**Written request**
Render the entry lines below as a JSON list of strings, one string per line with blank lines omitted, beginning with the line that contains "Highlight leaf tip." and continuing through the line that contains "left=0, top=0, right=1093, bottom=854". Leave the pictures out of the list.
** Begin Supplied records **
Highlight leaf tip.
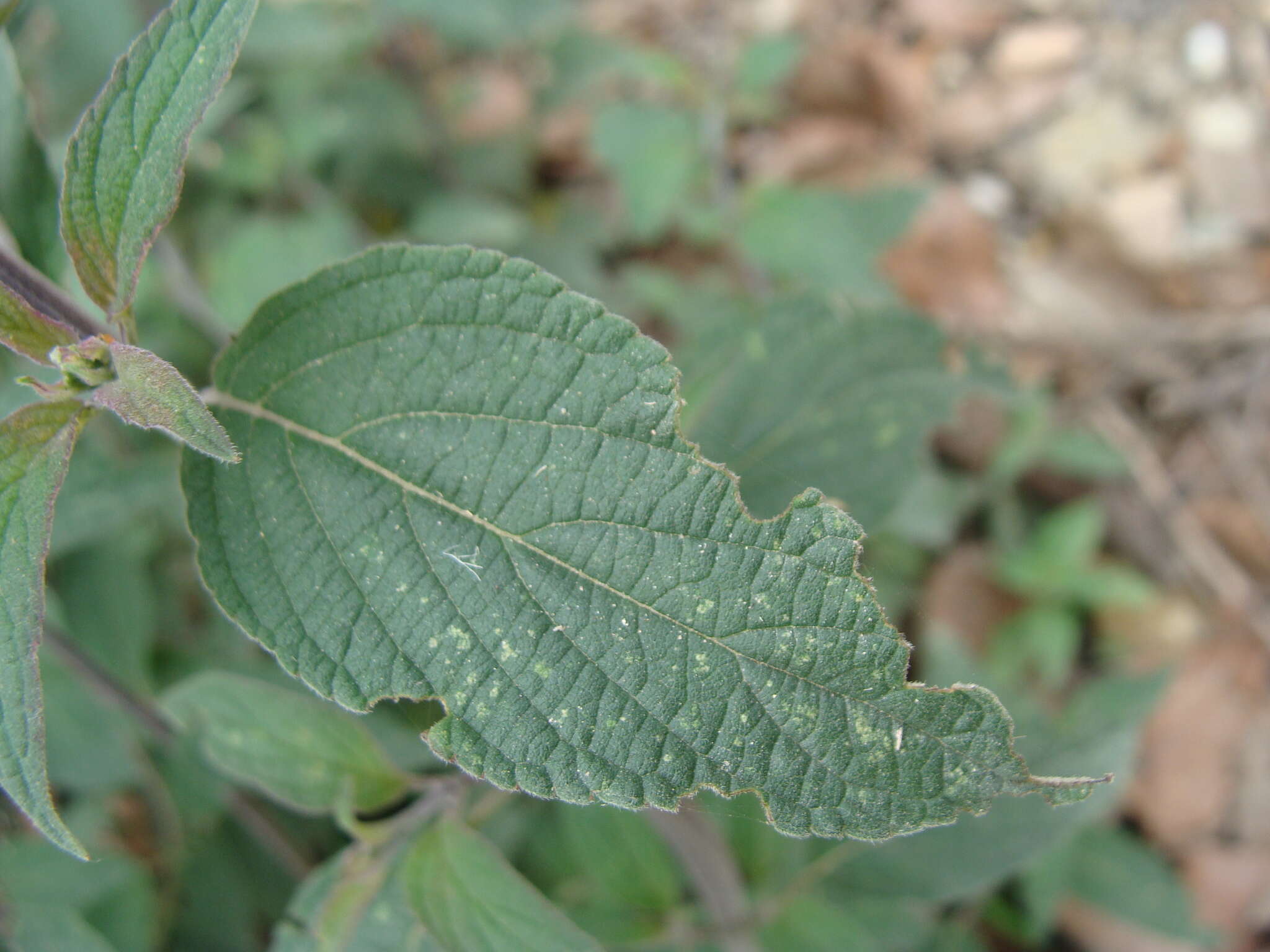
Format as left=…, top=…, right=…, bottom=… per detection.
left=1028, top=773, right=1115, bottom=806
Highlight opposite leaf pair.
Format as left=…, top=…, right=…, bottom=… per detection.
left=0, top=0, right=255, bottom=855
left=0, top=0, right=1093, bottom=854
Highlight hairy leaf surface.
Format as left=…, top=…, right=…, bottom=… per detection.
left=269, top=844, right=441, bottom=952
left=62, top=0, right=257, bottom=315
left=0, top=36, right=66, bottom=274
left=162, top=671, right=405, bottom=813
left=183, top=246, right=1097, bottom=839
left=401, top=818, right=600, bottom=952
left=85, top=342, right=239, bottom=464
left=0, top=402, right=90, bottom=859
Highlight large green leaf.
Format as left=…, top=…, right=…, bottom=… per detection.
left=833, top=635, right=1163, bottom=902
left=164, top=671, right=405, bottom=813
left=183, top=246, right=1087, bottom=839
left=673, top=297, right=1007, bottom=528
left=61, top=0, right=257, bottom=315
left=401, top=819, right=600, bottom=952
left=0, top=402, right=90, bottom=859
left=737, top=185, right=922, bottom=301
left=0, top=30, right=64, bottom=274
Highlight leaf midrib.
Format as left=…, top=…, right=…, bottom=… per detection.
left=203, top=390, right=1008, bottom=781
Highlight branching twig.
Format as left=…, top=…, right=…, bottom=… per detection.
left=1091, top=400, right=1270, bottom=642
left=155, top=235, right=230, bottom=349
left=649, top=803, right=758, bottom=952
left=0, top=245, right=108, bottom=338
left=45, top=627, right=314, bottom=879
** End Supplied records **
** Begin Supplied records **
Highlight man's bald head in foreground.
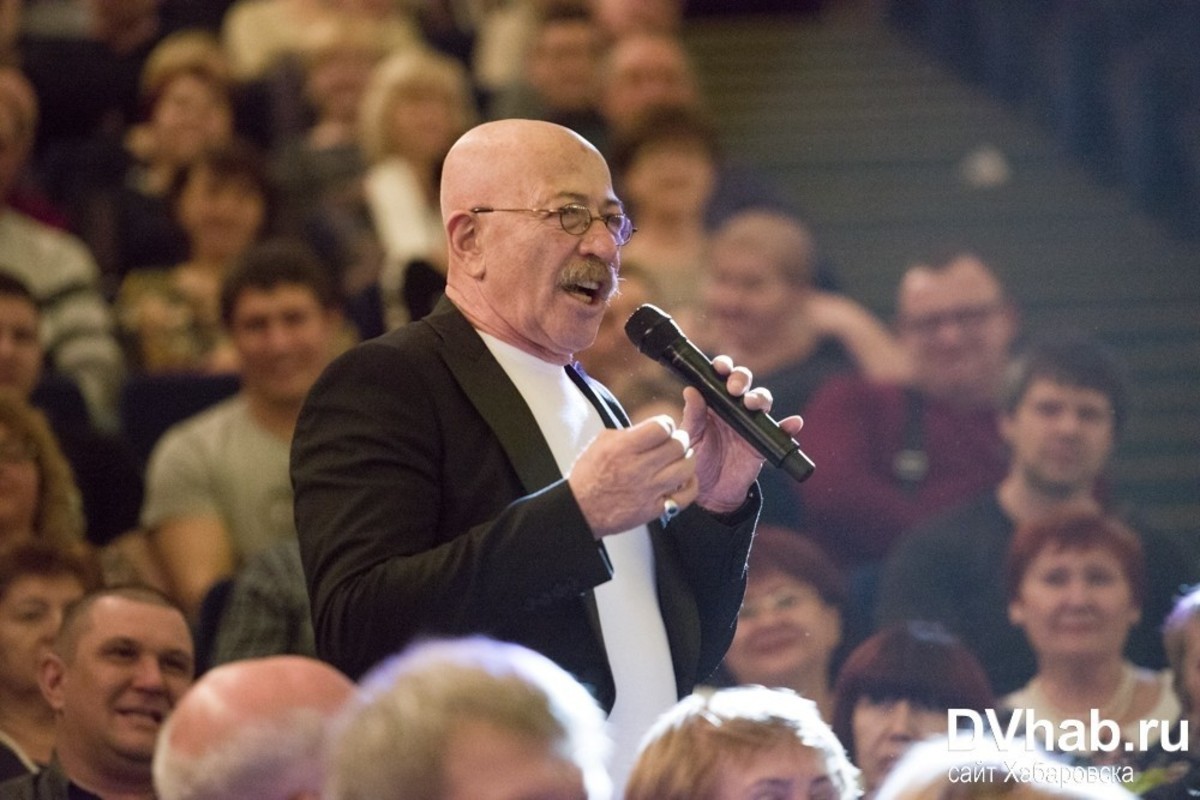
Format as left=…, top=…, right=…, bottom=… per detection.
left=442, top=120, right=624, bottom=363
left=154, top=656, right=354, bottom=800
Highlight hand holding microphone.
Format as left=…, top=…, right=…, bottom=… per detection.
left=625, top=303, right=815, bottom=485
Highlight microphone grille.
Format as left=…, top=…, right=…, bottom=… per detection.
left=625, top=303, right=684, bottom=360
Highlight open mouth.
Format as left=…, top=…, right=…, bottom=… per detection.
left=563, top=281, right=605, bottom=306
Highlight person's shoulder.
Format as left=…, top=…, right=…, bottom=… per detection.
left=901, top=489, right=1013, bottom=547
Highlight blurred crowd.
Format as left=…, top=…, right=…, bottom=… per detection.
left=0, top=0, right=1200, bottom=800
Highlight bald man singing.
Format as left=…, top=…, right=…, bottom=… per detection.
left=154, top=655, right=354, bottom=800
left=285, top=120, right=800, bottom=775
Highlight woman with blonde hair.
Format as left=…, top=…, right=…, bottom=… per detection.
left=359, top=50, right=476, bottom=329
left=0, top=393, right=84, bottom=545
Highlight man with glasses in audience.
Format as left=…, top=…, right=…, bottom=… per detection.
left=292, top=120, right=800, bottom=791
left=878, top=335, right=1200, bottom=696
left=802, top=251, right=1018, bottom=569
** End Supplied records **
**Expected output**
[
  "Highlight leaf tip.",
  "Format as left=…, top=…, right=…, bottom=… per detection.",
  "left=1028, top=773, right=1115, bottom=806",
  "Highlight opposite leaf pair.",
  "Format as left=…, top=…, right=…, bottom=… per detection.",
  "left=0, top=0, right=255, bottom=855",
  "left=0, top=0, right=1093, bottom=854"
]